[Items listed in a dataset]
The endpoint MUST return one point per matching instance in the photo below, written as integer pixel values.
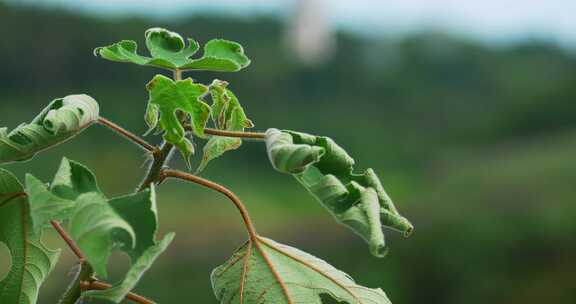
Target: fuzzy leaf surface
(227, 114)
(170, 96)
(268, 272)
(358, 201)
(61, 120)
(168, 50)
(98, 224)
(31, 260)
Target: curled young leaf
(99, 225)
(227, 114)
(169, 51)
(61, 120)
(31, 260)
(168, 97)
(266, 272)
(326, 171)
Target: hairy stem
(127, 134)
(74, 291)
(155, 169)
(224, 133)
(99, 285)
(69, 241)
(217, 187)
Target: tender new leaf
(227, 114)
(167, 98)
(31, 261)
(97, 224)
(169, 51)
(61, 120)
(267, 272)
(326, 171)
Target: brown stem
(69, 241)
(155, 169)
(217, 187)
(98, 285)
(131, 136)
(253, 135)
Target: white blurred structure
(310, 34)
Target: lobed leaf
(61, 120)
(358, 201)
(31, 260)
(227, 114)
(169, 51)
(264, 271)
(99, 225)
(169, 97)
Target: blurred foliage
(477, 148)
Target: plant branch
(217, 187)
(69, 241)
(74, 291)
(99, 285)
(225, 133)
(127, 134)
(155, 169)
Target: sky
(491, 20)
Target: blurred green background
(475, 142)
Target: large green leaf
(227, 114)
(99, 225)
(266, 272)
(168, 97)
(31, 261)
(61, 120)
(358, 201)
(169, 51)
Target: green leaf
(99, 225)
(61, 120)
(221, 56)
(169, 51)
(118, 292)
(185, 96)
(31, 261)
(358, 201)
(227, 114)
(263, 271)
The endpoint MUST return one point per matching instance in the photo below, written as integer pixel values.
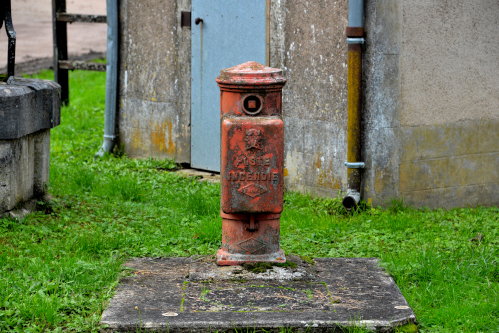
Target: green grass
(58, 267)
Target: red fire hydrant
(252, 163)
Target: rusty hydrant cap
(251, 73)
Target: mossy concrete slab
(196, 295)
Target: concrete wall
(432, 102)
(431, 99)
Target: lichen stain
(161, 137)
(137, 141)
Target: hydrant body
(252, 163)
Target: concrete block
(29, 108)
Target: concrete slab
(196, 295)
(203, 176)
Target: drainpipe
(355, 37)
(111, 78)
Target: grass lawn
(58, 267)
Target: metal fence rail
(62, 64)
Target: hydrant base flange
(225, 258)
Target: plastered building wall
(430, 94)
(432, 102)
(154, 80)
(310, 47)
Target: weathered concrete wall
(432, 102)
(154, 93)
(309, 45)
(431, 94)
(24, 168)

* * *

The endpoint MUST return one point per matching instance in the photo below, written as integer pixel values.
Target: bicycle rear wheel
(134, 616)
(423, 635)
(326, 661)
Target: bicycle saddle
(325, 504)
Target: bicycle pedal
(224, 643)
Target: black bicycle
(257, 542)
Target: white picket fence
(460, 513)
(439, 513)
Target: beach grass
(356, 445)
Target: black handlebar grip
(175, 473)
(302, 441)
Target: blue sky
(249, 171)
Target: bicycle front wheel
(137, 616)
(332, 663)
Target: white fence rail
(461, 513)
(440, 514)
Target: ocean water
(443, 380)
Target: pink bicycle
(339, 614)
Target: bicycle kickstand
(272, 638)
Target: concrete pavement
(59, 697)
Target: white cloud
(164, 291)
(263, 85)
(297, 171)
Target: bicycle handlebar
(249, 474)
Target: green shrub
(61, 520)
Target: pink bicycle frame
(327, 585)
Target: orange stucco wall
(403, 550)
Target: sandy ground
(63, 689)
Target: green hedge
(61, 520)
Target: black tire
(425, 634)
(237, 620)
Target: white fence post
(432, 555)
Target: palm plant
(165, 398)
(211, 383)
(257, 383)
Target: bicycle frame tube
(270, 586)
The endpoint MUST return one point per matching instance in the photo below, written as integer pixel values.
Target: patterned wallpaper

About this exercise
Return the span of lines in the data above that opens at the line with "Target: green shrub" and closes at the line with "Target: patterned wallpaper", exactly, ends included, nothing else.

Exercise result
Target: green shrub
(61, 520)
Target: pink bicycle frame
(327, 585)
Target: orange stucco wall
(403, 550)
Target: sandy ground
(63, 689)
Target: green hedge
(61, 520)
Target: black tire
(425, 634)
(237, 620)
Target: white fence post
(432, 555)
Target: palm plant
(165, 398)
(211, 383)
(257, 383)
Target: bicycle frame tube
(270, 586)
The endpoint MUST return one point per matching instance in the photo below, written as integer pixel values.
Target: patterned wallpaper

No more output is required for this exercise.